Give again, word for word, only the lines from the one containing "Pin the metal" through the final line.
Begin Source data
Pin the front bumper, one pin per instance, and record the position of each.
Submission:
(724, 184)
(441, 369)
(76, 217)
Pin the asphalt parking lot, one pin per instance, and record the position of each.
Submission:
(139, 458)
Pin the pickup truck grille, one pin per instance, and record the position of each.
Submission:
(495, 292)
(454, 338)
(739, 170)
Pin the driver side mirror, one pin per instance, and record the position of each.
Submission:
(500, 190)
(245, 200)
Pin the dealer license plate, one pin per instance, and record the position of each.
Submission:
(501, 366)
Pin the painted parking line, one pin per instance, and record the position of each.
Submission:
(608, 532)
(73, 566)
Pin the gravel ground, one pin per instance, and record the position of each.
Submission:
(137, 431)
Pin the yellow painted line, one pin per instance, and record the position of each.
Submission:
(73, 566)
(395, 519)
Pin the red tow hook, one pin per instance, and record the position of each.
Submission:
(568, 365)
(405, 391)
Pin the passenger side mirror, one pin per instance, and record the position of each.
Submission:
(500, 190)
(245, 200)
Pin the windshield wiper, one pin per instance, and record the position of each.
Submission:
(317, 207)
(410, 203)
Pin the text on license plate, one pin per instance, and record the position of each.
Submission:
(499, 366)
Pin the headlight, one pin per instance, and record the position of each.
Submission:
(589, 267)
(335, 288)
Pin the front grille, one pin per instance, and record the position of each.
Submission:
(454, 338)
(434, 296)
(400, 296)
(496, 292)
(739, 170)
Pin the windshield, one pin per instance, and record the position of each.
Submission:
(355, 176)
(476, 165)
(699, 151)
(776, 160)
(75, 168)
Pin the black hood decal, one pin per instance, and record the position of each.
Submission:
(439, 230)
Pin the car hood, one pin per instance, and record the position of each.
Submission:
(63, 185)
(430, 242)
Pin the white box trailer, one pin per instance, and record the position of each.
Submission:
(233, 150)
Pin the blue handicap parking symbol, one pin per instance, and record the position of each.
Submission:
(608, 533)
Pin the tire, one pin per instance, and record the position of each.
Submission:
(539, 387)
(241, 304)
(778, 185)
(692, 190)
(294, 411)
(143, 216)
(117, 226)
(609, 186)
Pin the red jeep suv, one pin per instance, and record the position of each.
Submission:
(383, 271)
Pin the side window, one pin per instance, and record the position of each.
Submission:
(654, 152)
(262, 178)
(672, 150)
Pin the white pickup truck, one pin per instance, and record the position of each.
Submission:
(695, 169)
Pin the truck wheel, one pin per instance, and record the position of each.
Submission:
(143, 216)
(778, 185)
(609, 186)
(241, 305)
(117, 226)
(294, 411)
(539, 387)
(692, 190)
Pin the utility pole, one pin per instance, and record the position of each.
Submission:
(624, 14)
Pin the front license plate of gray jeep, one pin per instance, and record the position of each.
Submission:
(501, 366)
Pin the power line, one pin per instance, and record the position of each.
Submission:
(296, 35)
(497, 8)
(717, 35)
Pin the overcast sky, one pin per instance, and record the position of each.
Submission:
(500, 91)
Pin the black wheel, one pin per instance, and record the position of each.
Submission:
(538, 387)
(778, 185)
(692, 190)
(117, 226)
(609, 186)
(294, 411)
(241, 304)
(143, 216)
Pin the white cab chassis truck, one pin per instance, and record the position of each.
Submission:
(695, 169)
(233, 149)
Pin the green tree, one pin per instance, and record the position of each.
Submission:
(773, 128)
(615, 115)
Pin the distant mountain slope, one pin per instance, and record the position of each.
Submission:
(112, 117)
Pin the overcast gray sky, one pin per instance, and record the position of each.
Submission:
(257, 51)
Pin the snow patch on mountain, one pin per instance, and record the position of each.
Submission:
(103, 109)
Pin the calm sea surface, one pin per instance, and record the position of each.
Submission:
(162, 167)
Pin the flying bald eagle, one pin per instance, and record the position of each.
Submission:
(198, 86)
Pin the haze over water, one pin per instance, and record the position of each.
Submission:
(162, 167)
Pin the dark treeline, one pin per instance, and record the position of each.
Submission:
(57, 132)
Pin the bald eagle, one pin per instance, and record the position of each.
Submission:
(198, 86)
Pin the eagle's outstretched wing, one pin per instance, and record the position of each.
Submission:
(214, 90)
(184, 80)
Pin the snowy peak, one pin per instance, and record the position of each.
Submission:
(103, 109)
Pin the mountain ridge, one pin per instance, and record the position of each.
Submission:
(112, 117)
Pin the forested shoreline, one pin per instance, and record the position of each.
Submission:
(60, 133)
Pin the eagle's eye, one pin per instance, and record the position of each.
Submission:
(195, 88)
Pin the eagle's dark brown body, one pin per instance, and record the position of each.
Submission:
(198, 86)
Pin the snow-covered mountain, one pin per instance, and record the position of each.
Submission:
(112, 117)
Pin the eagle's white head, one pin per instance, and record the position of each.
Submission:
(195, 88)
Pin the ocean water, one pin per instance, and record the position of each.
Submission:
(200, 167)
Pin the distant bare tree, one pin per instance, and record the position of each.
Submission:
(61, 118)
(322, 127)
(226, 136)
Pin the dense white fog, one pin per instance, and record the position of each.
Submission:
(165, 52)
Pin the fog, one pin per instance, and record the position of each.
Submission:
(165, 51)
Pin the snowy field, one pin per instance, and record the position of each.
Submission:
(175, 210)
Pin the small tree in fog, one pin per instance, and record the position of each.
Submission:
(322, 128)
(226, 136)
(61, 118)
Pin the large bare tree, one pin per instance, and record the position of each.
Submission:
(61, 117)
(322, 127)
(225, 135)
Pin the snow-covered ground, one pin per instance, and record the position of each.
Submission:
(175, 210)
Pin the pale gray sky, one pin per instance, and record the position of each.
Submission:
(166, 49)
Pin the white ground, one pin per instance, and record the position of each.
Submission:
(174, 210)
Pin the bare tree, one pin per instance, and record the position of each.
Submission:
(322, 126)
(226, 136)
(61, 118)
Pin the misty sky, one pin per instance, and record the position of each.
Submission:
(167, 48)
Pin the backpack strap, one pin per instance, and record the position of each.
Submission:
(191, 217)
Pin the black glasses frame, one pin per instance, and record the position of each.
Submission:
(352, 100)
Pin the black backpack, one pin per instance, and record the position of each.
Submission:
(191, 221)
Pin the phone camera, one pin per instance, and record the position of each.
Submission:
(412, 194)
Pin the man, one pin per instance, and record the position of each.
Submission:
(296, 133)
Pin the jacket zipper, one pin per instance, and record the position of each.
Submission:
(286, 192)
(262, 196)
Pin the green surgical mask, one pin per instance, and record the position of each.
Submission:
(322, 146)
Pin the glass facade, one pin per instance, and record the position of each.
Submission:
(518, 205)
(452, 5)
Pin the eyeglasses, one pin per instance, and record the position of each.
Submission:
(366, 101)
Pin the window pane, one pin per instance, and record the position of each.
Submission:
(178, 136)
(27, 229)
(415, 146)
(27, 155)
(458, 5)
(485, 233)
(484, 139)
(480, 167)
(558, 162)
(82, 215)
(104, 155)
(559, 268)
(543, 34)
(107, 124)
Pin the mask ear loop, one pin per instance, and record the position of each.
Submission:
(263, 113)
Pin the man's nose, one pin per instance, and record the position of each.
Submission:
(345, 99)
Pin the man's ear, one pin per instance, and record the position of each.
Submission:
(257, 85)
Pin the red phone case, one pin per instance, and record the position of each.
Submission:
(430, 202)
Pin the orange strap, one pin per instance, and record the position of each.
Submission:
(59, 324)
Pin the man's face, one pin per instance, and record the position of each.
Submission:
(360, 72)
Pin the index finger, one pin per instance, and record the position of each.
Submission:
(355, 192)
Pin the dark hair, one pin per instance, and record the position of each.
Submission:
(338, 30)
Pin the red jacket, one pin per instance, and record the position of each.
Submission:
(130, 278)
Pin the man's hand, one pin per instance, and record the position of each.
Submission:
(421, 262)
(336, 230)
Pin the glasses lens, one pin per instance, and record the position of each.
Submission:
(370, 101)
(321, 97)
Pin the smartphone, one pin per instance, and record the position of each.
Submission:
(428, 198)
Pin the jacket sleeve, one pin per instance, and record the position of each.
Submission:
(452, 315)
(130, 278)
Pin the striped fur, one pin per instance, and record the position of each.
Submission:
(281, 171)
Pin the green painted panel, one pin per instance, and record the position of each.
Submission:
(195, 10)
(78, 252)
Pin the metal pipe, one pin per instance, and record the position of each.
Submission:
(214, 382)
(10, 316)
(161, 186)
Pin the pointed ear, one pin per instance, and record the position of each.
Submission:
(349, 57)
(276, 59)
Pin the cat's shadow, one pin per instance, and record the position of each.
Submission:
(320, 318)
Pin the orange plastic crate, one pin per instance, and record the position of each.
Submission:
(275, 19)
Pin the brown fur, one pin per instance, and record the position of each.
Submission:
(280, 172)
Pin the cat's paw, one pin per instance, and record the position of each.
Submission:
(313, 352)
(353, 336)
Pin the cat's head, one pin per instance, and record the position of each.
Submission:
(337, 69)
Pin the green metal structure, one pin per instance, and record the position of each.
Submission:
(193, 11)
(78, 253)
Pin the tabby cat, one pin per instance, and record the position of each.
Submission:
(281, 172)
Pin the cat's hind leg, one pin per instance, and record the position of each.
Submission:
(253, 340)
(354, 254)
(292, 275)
End Source data
• [Written response]
Pin the metal pipe, one pin per instance, and record the position of each.
Submission:
(214, 382)
(10, 316)
(161, 186)
Pin the pointed ear, one pin per instance, and record the position of each.
Submission:
(349, 57)
(276, 59)
Pin the cat's shadow, one pin per instance, and record the position of each.
Submission:
(320, 318)
Pin the orange plastic crate, one pin per instance, and record the position of each.
Submission:
(275, 19)
Pin the brown fur, one pin per instance, and record the position of each.
Submission:
(280, 172)
Pin the cat's paw, one pin per instance, and record the position of each.
Submission:
(313, 352)
(353, 336)
Pin the cat's head, one pin per instance, and record the position of each.
Submission:
(337, 69)
Pin the green metal structure, one pin per instance, and record the position of each.
Submission:
(193, 11)
(78, 253)
Pin the tabby cat, one pin per instance, and record the position of each.
Submission:
(281, 172)
Pin the cat's hind leg, one pin per instance, and record the position of each.
Submission:
(253, 340)
(354, 254)
(292, 275)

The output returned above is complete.